REQUIRED WORK
1: In the memcg patch message, write out everything from "[permalink] [raw]" down to "memcg_kmem_put_cache.".
2: Using the memcg patch message, explain in one to three sentences why memcg_kmem_put_cache should be called under the same condition as memcg_kmem_get_cache.

EXCERPT TO READ
━━━━━━━━━━━━━━━━
2019-01-09 04:02:46

by Rik van Riel

[permalink] [raw]
Subject: [PATCH] mm,slab,memcg: call memcg kmem put cache with same condition as get

There is an imbalance between when slab_pre_alloc_hook calls
memcg_kmem_get_cache and when slab_post_alloc_hook calls
memcg_kmem_put_cache.

This can cause a memcg kmem cache to be destroyed right as
an object from that cache is being allocated, which is probably
not good. It could lead to things like a memcg allocating new
kmalloc slabs instead of using freed space in old ones, maybe
memory leaks, and maybe oopses as a memcg kmalloc slab is getting
destroyed on one CPU while another CPU is trying to do an allocation
from that same memcg.

The obvious fix would be to use the same condition for calling
memcg_kmem_put_cache that we also use to decide whether to call
memcg_kmem_get_cache.
━━━━━━━━━━━━━━━━
DATA PROVIDED
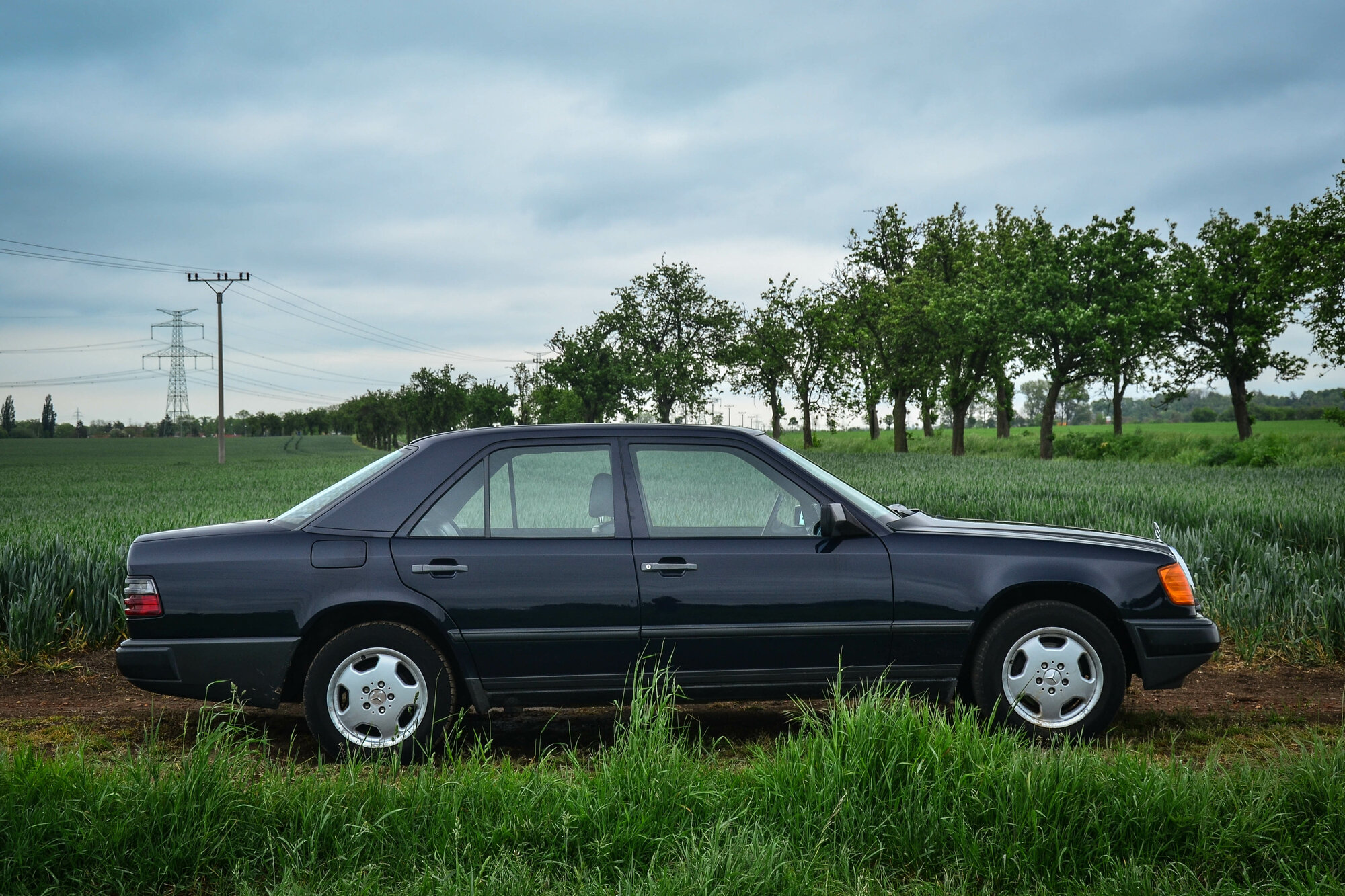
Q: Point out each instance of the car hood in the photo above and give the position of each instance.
(923, 522)
(247, 528)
━━━━━━━━━━━━━━━━
ANSWERS
1:
[permalink] [raw]
Subject: [PATCH] mm,slab,memcg: call memcg kmem put cache with same condition as get

There is an imbalance between when slab_pre_alloc_hook calls
memcg_kmem_get_cache and when slab_post_alloc_hook calls
memcg_kmem_put_cache.

2: slab_pre_alloc_hook and slab_post_alloc_hook call the get and put functions under different conditions. That mismatch can destroy a memcg kmem cache right as an object from it is being allocated. This could cause new kmalloc slabs to be allocated instead of reusing freed space, possible memory leaks, and possible oopses when one CPU destroys a memcg kmalloc slab while another allocates from the same memcg.